What you have to do:
Please count how many lines in the entries below contain the string "stoop", matching case exactly. Give only the number.

Entries shown:
★ ★ ★ ★

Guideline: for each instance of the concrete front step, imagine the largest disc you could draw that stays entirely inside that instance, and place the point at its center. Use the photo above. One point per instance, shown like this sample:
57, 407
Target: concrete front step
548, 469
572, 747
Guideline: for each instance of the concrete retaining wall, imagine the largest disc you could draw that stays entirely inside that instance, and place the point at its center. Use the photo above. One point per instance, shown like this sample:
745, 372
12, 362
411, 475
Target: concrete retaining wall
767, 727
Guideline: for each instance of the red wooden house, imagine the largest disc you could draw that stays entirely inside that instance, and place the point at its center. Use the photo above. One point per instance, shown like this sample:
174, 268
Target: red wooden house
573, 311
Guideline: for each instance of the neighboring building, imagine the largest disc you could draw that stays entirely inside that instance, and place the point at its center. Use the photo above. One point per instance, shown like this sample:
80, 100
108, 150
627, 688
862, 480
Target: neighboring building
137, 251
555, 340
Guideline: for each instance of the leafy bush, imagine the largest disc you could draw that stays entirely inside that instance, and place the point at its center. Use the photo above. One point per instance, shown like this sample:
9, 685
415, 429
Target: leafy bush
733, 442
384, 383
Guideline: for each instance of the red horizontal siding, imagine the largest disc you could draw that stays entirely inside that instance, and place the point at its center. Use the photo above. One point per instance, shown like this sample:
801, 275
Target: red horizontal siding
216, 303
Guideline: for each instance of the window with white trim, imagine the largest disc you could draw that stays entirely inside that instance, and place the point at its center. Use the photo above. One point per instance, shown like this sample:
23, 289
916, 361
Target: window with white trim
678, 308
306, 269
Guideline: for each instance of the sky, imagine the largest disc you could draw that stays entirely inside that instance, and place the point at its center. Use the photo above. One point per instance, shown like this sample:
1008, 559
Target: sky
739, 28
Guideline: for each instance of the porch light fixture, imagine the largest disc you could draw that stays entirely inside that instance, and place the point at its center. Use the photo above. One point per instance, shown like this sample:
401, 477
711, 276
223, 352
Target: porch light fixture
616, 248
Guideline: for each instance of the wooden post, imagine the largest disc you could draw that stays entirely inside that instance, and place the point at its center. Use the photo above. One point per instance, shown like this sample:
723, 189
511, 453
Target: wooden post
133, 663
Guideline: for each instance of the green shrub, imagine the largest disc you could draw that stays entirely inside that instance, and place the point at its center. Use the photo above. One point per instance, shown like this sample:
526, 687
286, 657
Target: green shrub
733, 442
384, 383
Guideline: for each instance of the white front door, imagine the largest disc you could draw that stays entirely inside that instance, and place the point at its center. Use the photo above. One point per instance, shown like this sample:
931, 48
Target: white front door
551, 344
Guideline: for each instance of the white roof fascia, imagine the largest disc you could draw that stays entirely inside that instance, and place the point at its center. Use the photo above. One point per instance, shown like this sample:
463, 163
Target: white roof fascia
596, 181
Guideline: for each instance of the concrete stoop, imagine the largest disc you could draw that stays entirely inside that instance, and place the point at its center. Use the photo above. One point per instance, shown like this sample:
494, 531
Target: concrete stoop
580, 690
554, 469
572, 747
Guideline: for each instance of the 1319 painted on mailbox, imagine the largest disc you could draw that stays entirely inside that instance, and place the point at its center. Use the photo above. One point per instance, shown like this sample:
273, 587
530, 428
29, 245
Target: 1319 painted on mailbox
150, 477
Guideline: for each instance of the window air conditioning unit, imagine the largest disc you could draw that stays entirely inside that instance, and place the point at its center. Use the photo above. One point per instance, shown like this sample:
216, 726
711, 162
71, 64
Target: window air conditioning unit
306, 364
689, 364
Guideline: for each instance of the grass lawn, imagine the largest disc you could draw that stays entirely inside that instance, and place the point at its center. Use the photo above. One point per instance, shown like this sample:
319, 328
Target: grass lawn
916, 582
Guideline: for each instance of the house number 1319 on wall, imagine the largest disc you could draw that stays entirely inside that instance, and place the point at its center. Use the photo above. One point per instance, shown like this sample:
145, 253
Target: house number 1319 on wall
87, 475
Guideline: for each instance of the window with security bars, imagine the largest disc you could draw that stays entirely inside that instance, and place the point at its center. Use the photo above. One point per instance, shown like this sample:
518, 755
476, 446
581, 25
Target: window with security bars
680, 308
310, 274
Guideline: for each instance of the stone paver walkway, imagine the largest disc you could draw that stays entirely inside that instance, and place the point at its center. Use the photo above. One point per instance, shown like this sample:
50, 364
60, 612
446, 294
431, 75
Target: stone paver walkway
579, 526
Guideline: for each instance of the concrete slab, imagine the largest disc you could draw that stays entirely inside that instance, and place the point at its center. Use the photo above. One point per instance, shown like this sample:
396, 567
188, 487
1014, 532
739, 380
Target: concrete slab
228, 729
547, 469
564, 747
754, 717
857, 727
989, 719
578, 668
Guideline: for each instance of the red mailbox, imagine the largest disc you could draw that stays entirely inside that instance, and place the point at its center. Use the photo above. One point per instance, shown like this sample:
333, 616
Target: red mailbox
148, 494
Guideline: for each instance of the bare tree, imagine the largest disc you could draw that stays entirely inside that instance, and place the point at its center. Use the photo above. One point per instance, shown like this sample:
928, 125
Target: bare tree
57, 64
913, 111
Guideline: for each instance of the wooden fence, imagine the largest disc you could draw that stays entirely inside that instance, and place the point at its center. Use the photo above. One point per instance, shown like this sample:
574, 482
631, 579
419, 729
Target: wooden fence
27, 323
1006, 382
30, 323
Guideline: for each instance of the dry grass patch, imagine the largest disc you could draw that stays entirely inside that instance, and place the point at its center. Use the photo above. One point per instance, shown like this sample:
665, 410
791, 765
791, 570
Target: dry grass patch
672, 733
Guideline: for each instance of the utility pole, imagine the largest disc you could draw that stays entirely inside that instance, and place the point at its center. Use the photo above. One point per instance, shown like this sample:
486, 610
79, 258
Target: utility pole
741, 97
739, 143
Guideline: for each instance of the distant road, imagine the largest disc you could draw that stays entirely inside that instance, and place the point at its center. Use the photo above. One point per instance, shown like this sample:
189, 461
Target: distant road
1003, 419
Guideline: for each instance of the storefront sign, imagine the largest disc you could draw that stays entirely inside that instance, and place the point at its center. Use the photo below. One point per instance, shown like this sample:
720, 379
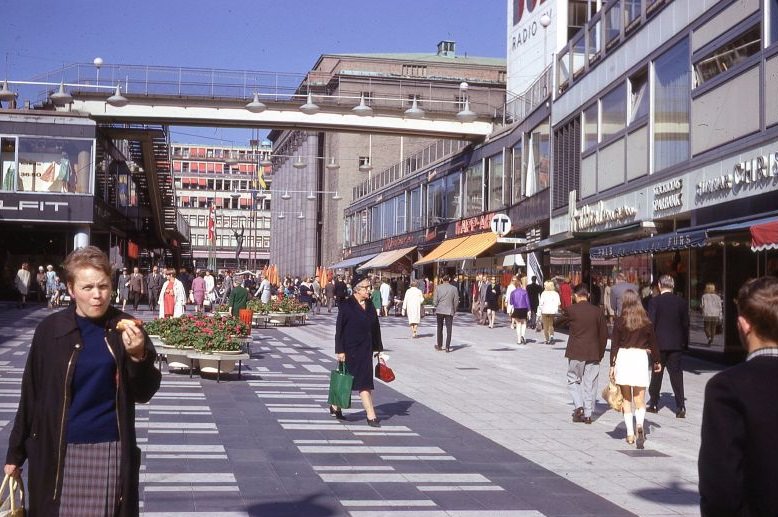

★ ★ ★ ★

Reply to the exercise:
2